** What the exercise asks **
A complete answer lists every line of the entries below where the string "motorboat" appears.
(Beginning of Dataset excerpts)
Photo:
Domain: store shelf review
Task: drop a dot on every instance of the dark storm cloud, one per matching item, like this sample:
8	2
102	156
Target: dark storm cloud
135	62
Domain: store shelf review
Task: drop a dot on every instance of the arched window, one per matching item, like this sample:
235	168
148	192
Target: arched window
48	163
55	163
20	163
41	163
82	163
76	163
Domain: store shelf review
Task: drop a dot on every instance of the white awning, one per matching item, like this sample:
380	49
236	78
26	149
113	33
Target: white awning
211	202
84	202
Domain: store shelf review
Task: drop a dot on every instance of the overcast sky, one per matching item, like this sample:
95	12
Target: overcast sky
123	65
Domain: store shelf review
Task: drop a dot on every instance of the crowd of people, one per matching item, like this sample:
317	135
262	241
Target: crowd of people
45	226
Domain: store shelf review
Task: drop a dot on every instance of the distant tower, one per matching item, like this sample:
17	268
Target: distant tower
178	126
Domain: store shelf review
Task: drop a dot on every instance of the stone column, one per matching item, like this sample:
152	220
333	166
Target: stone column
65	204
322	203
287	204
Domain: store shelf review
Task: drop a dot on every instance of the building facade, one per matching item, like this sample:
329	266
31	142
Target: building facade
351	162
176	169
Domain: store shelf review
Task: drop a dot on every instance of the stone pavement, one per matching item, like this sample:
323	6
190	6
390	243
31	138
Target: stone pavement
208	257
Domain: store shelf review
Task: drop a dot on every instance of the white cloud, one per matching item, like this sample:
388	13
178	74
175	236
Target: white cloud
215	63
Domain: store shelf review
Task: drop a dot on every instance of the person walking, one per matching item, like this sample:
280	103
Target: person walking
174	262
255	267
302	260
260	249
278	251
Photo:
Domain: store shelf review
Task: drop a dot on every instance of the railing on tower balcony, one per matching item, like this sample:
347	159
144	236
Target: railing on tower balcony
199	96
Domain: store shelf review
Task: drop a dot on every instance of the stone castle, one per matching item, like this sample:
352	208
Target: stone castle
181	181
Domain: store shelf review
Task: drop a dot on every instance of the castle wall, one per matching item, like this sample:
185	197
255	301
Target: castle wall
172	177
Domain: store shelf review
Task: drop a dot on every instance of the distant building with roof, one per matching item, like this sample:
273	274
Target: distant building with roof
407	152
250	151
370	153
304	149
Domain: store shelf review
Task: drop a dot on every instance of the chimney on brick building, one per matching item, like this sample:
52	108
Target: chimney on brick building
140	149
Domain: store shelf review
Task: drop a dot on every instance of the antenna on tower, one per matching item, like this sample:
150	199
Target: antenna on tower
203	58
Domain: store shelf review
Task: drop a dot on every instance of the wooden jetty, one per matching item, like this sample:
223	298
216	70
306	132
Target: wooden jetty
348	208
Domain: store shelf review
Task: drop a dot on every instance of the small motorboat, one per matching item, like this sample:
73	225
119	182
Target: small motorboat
(End of Dataset excerpts)
** Finished task **
Task: drop a dot on every instance of the small motorboat, one per matching item, like this sample:
Target: small motorboat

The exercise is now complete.